* Problems to solve:
a – Answer these from the post about a comic-drawing schedule:
(i) How many times a week does The Retros need to be updated?
(ii) On which night is the Retros writing and penciling done?
(iii) Besides any needed rewriting, what work is done on Monday nights?
b – Resume the post about a comic-drawing schedule after its final sentence.

* Source document:
+ + + + + + +

Keeping a regular drawing schedule and committing to it has been the key to staying on top of my projects.  Since The Retros is my biggest project right now and it needs to be updated five times a week, my schedule is built around that.  It used to be I’d write, pencil and ink five pages on the weekend, but my job requires working some Saturdays so it’s not always possible.  So, my Retros time has shifted a bit.  Luckily since my daughter, Sophie, started dance for the school year again, I have built in drawing time.

These days I do my Retros writing and penciling on Sunday night after Sophie goes to bed.  I use the phrase ‘penciling’ loosely as the pencils are very light.  I don’t write a script, rather I take the four panel template, write the dialogue and layout where the characters will be in order to ensure I have enough room for both words and characters.  Doing things this loosely helps making sure the pacing and timing works.

Monday nights I do any rewriting I need to and tighten up the pencils and tweak the layout and gesturing as needed.  I find that taking the time to pencil as much as possible helps make the inking go quicker.  I also find I am penciling more the older I get.  I think I see the value in it more than I used to.

+ + + + + + +

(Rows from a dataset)
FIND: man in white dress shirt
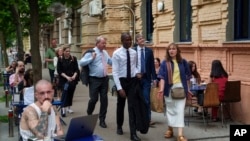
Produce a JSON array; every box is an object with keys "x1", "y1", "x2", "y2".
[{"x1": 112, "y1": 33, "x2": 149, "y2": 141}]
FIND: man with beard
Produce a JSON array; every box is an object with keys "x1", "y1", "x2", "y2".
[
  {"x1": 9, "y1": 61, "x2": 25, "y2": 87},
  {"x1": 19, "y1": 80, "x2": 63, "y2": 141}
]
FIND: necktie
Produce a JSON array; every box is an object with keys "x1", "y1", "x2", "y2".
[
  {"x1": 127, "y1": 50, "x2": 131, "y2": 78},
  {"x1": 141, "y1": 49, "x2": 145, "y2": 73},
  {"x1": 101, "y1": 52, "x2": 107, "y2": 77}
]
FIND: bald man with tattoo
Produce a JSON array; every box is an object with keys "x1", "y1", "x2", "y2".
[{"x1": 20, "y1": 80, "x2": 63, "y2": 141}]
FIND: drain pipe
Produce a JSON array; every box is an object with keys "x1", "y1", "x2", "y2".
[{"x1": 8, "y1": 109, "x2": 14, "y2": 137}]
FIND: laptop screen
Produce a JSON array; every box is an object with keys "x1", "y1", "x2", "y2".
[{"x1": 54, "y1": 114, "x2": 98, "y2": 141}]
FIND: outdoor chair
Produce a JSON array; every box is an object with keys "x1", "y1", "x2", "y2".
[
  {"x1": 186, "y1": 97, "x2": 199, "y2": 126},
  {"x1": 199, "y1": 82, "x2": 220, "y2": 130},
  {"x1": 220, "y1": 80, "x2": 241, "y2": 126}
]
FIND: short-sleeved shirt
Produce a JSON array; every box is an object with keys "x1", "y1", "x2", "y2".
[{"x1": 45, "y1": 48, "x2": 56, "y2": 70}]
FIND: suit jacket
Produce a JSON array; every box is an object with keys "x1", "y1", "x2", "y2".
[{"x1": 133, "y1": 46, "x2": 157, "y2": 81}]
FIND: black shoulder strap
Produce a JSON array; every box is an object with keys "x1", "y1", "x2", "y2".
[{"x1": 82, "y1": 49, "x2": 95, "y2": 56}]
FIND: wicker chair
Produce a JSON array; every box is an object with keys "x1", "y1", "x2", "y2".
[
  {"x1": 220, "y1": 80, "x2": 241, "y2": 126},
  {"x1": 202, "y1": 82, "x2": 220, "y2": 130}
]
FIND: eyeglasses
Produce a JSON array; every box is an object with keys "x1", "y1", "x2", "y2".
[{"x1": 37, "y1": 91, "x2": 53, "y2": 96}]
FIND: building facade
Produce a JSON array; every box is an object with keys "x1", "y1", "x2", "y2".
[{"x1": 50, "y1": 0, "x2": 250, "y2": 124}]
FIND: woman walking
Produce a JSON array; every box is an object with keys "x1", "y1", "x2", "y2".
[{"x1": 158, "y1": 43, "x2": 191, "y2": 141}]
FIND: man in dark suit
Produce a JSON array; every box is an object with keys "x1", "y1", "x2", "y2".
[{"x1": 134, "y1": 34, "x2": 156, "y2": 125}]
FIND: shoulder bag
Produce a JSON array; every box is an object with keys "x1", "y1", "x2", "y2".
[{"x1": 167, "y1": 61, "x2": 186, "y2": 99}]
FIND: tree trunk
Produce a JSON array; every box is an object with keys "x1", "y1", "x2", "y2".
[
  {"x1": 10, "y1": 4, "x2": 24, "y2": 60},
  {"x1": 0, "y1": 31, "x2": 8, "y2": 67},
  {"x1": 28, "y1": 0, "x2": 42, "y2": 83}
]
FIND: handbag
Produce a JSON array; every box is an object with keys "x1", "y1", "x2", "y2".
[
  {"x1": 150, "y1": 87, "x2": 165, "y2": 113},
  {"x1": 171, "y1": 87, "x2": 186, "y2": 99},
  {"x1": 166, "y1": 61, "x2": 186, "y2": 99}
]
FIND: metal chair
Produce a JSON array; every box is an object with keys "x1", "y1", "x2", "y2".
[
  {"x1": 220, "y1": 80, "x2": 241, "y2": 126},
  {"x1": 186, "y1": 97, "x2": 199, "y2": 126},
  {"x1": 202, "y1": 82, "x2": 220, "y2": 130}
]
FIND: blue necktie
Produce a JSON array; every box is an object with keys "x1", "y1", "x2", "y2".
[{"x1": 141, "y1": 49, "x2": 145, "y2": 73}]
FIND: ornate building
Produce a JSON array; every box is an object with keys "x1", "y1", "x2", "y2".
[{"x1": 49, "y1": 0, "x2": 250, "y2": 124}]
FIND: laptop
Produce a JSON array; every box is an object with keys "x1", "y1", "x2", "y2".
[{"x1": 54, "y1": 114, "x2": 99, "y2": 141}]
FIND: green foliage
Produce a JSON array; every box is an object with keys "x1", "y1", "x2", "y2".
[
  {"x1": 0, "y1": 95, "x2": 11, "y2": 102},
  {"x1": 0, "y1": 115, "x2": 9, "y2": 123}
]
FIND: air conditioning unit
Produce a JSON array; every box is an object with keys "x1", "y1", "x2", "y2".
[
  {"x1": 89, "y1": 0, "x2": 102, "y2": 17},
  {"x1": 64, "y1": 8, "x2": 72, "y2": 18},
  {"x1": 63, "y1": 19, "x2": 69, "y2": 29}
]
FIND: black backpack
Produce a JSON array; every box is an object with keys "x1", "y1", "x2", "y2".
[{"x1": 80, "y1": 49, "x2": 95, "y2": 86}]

+ + + + + + +

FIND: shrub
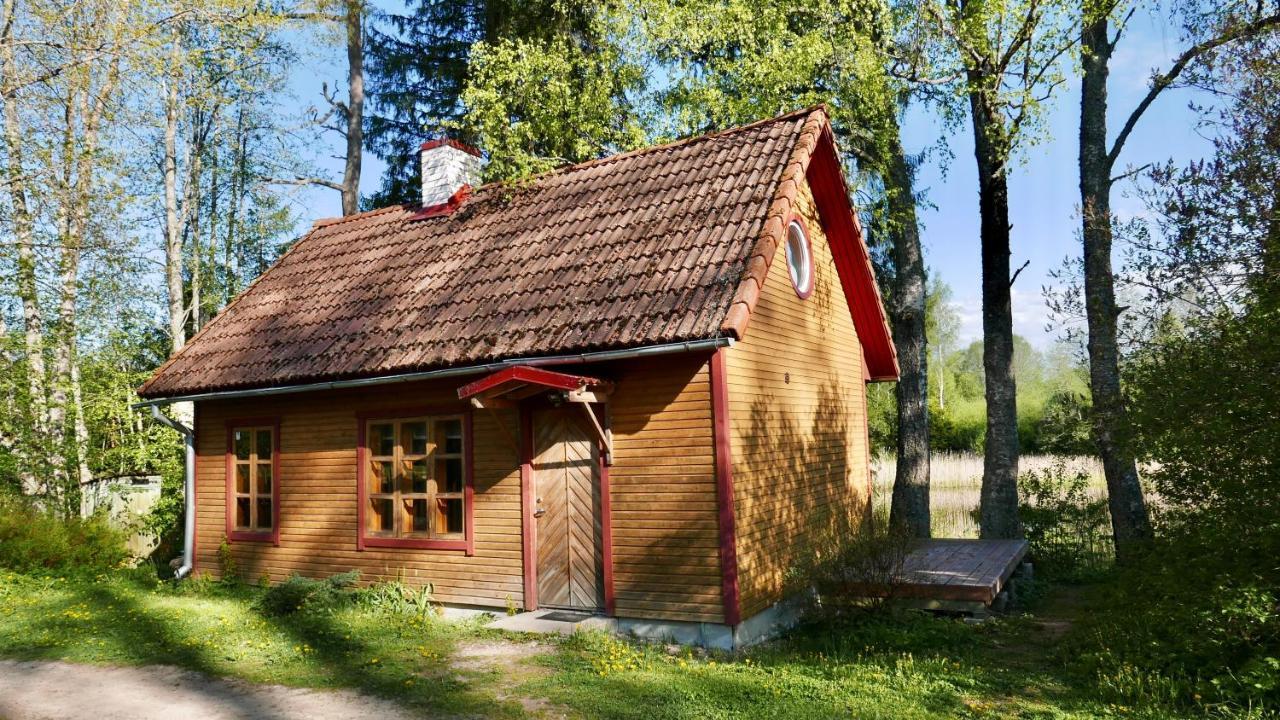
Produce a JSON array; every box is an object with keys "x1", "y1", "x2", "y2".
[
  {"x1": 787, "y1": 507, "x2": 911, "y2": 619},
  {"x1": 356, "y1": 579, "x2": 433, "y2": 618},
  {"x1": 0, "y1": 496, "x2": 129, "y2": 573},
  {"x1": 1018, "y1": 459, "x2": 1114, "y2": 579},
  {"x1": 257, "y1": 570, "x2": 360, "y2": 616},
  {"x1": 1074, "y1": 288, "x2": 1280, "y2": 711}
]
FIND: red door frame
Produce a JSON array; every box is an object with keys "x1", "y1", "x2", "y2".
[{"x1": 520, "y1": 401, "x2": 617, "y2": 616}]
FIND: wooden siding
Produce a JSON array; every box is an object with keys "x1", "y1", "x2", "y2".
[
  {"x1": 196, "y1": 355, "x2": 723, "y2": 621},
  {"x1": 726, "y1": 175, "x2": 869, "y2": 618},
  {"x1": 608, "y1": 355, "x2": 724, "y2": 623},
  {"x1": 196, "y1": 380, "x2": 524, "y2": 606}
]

+ + + + + + +

* Answers for the exercise:
a –
(i) Five times a week.
(ii) Sunday night, after Sophie goes to bed.
(iii) Tightening up the pencils and tweaking the layout and gesturing as needed.

b –
Sophie has dance Tuesday and Thursday nights, so while she dances, I ink while sitting in the other room.  I scan the five pages in over the weekend, and do the Photoshop magic and clean up on Sunday morning.  The coloring for the five pages happens throughout the following week.  Before I go to work, I’ll color for about 20 minutes each morning.  I don’t do the lettering until the weekend before the strips run.  For example, yesterday I lettered the pages that will run starting tomorrow, even though they were drawn and colored a month ago.

I scan, color and letter in separate steps instead of in one sitting.  Doing it this way allows me to review the page three times before I post which gives me a chance to make sure I don’t miss anything, such as something I missed while coloring or something that needs to be edited.

So, that’s the process.

A cartoonist tends to work in a bubble.  Feedback, such as comments after a page is posted, are wonderful.  It’s good to know if something I wrote was funny or if a scene is exciting or connecting with the person reading it.  It’s also helpful to know if something sucks or if readers hate a character.  But this bubble is not limited to the final product.  There’s also a bubble that surrounds the creation of a page as well.

The other night I was at dance and Abby, a friend of of mine who also has a daughter in dance, was watching me draw while we chatted and asked why on Earth I was drawing huge x’s through panels.  I draw an x through a panel when I don’t think I can fix the various mistakes through Photoshop and I decide to redo it from scratch.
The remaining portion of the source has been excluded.